═════ Stored rows

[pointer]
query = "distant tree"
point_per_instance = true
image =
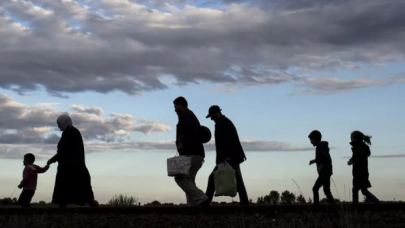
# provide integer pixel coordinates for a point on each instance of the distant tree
(274, 197)
(155, 203)
(287, 197)
(260, 200)
(324, 200)
(301, 199)
(365, 200)
(122, 200)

══════════

- _Instructions to follow_
Copy each line exactly, and leave the pictures out of your copy.

- _Task solution_
[pointer]
query = "distant tree"
point_per_instance = true
image =
# provide integer pixel coordinates for a point on each instance of the distant tree
(274, 197)
(155, 203)
(287, 197)
(260, 200)
(324, 200)
(301, 199)
(365, 200)
(122, 200)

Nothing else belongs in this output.